(What is required) In full and without deviation, write out the entries that follow.
******************************
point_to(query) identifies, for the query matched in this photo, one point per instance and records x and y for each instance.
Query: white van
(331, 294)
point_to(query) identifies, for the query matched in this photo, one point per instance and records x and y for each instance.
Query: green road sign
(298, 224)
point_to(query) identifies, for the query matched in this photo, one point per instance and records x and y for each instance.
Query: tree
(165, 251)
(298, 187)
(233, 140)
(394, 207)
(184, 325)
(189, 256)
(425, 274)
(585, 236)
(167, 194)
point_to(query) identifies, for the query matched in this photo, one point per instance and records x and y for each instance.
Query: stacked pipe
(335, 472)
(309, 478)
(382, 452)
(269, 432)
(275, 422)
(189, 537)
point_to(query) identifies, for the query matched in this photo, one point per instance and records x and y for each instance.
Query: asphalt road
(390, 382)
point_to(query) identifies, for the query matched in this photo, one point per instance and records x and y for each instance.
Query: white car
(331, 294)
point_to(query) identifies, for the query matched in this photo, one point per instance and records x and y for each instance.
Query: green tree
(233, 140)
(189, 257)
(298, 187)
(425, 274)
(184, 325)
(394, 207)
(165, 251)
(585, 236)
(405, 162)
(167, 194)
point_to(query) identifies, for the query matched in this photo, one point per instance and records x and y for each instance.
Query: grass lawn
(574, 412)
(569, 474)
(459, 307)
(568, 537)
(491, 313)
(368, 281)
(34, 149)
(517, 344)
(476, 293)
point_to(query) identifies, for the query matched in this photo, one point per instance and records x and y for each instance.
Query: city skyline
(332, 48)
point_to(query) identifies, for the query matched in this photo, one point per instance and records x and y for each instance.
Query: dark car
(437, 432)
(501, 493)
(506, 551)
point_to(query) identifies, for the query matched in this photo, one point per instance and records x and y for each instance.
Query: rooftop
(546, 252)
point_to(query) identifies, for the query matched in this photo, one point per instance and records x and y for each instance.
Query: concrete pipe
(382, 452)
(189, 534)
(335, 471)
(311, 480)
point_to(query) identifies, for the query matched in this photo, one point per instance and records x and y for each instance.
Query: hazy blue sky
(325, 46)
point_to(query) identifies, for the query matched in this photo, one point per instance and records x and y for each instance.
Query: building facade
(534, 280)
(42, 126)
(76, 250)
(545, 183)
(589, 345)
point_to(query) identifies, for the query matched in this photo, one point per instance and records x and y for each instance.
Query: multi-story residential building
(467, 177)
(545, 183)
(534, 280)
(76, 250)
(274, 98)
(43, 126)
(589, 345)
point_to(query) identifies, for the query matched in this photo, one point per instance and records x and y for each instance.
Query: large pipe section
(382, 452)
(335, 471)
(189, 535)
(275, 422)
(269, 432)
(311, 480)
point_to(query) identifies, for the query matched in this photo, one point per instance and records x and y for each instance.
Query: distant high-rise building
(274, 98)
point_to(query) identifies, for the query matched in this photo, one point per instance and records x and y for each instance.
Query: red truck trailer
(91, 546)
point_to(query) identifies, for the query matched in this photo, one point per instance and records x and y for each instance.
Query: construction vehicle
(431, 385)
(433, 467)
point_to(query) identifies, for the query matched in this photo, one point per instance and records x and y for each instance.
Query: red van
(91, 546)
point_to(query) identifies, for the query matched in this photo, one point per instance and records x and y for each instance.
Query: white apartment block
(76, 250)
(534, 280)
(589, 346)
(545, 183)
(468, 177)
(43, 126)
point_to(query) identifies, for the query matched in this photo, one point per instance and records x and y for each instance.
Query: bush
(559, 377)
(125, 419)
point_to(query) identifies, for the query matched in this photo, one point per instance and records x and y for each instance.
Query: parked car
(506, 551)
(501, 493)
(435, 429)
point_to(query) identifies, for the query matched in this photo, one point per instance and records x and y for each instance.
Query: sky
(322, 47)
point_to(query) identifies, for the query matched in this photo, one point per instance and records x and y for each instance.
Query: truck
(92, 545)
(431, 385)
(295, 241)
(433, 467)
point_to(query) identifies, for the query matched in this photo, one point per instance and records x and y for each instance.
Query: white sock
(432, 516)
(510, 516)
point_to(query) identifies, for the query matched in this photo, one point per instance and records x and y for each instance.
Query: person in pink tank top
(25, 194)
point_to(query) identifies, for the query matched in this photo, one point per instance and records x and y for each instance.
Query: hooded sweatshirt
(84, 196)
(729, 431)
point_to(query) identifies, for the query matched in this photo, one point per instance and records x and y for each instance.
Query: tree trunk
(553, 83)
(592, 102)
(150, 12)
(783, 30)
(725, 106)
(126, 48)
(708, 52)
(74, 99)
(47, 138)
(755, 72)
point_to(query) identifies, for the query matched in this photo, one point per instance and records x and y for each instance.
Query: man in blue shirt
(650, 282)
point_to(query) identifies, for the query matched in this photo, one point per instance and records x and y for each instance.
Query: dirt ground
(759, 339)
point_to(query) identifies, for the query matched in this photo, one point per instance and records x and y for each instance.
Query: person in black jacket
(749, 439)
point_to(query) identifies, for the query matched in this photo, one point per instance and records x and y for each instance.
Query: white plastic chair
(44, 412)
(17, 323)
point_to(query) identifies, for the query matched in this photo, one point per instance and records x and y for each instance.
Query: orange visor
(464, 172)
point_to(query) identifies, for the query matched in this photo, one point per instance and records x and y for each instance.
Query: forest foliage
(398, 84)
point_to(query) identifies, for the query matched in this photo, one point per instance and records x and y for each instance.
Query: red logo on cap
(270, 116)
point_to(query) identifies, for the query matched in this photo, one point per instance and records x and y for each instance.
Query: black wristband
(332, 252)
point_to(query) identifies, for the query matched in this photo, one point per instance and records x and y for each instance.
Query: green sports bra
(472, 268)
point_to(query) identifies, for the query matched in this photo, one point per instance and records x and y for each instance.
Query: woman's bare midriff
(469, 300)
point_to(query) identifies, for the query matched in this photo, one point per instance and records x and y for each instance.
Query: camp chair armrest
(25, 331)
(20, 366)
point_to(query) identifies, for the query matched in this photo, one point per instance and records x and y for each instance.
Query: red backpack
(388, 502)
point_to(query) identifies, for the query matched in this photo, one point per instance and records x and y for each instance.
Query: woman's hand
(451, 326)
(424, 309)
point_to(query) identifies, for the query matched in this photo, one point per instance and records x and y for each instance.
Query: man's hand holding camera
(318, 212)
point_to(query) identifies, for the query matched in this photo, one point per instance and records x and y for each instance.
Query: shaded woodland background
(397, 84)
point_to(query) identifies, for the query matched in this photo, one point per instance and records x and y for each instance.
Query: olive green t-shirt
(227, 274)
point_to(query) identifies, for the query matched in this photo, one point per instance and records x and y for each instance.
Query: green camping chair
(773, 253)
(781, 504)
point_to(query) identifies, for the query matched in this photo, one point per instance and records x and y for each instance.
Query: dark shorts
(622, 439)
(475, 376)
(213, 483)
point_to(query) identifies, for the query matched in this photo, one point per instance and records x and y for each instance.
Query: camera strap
******************************
(Solution)
point_to(query) identifies, for the query matched in this photo, one point per instance and records x and y for each instance.
Query: white van
(331, 294)
point_to(query) identifies, for the query matched in this photo, one point per instance and records x and y for each instance.
Query: green road sign
(298, 224)
point_to(query) identifies, for the query matched in this photo, one point per instance and records x and y for each instance.
Query: tree
(165, 251)
(298, 187)
(233, 140)
(394, 207)
(184, 325)
(189, 256)
(425, 274)
(585, 236)
(167, 194)
point_to(query) identifies, for the query matched in this photo, one point per instance and records x and y for each instance.
Query: stacked pipe
(335, 472)
(309, 478)
(382, 452)
(269, 432)
(275, 422)
(189, 537)
point_to(query) identifies, for the query matched in this photo, one point per instance and records x and y for each instance.
Query: asphalt road
(390, 382)
point_to(query) identifies, for the query matched in this photo, one point per instance and records x and y for each instance.
Query: white car
(331, 294)
point_to(query) identifies, for the query matched in this photo, one point per instance and records x and y for each instance.
Query: green tree
(233, 140)
(189, 257)
(298, 187)
(425, 274)
(184, 325)
(394, 207)
(165, 251)
(585, 236)
(405, 162)
(167, 194)
point_to(query) identifies, for the query matched in this photo, one point per instance and records x and y for each instance.
Query: grass lawn
(574, 412)
(569, 474)
(459, 307)
(568, 537)
(491, 313)
(368, 281)
(34, 149)
(517, 344)
(476, 293)
point_to(query) identifies, for the query matched in this photo, one point per instance and records x and y for each instance.
Query: city skyline
(332, 48)
point_to(query) identifies, for the query matched in this photo, one point per instance and records x and y for each instance.
Query: dark car
(437, 432)
(501, 493)
(506, 551)
point_to(query) identifies, for the query matched in this photo, one point per instance and records x and y for each instance.
Query: rooftop
(546, 252)
point_to(query) identifies, for the query matched in this photo, one point per instance and records x and y for each instance.
Query: concrete pipe
(382, 452)
(189, 534)
(335, 471)
(311, 480)
point_to(query) identifies, for the query matched in this photo, one point per instance and records x and y for each instance.
Query: hazy blue sky
(325, 46)
point_to(query) identifies, for the query matched in this photo, one point per instance and records x and y for each instance.
Query: building facade
(534, 280)
(42, 126)
(76, 250)
(545, 183)
(589, 345)
point_to(query) identifies, for the query matched in this photo, one point per instance and records x and y for each instance.
Query: multi-story residential building
(467, 177)
(545, 183)
(534, 280)
(76, 250)
(274, 98)
(43, 126)
(589, 345)
point_to(query) identifies, for the query matched in this photo, one point per instance and records x and y for each instance.
Query: large pipe section
(382, 452)
(335, 471)
(189, 535)
(275, 422)
(269, 432)
(311, 480)
point_to(query) identifies, for the query matched in this photo, one point per instance and records x and y for each instance.
Query: distant high-rise building
(274, 98)
point_to(query) identifies, for the query matched in this photo, one point per instance and records x and y for each instance.
Query: red truck trailer
(91, 546)
point_to(query) identifies, for the query matched in this photo, one point per instance and records x and y for each instance.
Query: construction vehicle
(431, 385)
(433, 467)
point_to(query) identifies, for the query matched in this photo, one point per instance and records x and y for each instance.
Query: red van
(91, 546)
point_to(query) identifies, for the query matched in this photo, one point per instance and records x and y for each instance.
Query: white apartment block
(76, 250)
(534, 280)
(589, 346)
(545, 183)
(468, 177)
(43, 126)
point_to(query) identifies, for the query matched in this photo, one point per instance and records x and y for each instance.
Query: bush
(559, 377)
(125, 419)
point_to(query) identifies, for the query matched in this photo, one point per instance and records x and y for each instance.
Query: parked car
(506, 551)
(501, 493)
(435, 429)
point_to(query) identifies, for the query matched in this photo, one point per instance and records x and y for each instance.
Query: sky
(322, 47)
point_to(query) identifies, for the query matched in this photo, one point per instance and records x and y for each instance.
Query: truck
(92, 545)
(431, 385)
(295, 241)
(433, 467)
point_to(query) identifies, for the query matched in this photo, one point per instance and records x and y for each instance.
Query: white sock
(432, 516)
(510, 516)
point_to(query) identifies, for the query matched in this photo, one point per instance and records x and y for each instance.
Query: person in pink tank top
(25, 194)
point_to(query) identifies, for the query matched in this photo, one point per instance and records x and y for each instance.
Query: hooded sweatshirt
(84, 196)
(729, 431)
point_to(query) identifies, for the query matched in this photo, one point per instance and records x and y for each instance.
Query: tree trunk
(553, 83)
(592, 102)
(150, 12)
(783, 30)
(725, 106)
(126, 48)
(708, 52)
(74, 99)
(47, 138)
(755, 72)
point_to(query) identifies, for the query matched in this photo, one point per instance and records x and y for each instance.
Query: man in blue shirt
(650, 282)
point_to(query) identifies, for the query matched in this photo, one point per instance and records x and y for each instance.
Query: dirt ground
(759, 339)
point_to(query) identifies, for the query matched in this photo, one point per instance and records x and y for each instance.
Query: person in black jacket
(749, 439)
point_to(query) identifies, for the query matched in this photo, one point per instance and records x and y for each instance.
Query: white plastic chair
(44, 412)
(17, 323)
point_to(query) identifies, for the query matched in this photo, one point per instance and records x and y for each instance.
Query: orange visor
(464, 172)
point_to(query) identifies, for the query matched in this photo, one point per instance and records x and y for each instance.
Query: forest foliage
(398, 84)
point_to(query) identifies, for the query matched in this photo, one point per instance and records x and y for each instance.
Query: red logo on cap
(270, 116)
point_to(query) identifies, for the query matched in this photo, one point per instance and records x and y for each instance.
Query: black wristband
(332, 252)
point_to(query) identifies, for the query matched in this photo, one point per instance and records x and y for each instance.
Query: green sports bra
(472, 268)
point_to(query) identifies, for the query matched in this photo, one point per instance and records x and y for each instance.
Query: woman's bare midriff
(469, 300)
point_to(query) identifies, for the query matched in this photo, one point per instance and records x and y for each instance.
Query: camp chair armrest
(25, 331)
(20, 366)
point_to(query) identifies, for the query matched in this photo, one point per instance and records x and y for each instance.
Query: red backpack
(388, 502)
point_to(query) identifies, for the query matched in this photo, one point per instance and records x and y for each instance.
Query: woman's hand
(451, 326)
(424, 309)
point_to(query) identifies, for the query matched in this photo, one point per instance and records x and y for each instance.
Query: man's hand holding camera
(318, 212)
point_to(query) identifies, for the query matched in this photo, one point per instance and records x and y for each instance.
Query: shaded woodland background
(397, 84)
point_to(query) identifies, for the query matched in this photo, one point per instance and records x and y for each instance.
Query: olive green t-shirt
(227, 274)
point_to(query) identifies, for the query matched in this photo, one point per instance and records x and y for each instance.
Query: green camping chair
(773, 253)
(781, 504)
point_to(query) identifies, for the query matched in this photo, one point per instance and records x and y for each instance.
Query: dark shorts
(622, 439)
(475, 376)
(213, 483)
point_to(query) identifies, for the query matched in this photo, one point per instance and records x and y for each instance.
Query: camera strap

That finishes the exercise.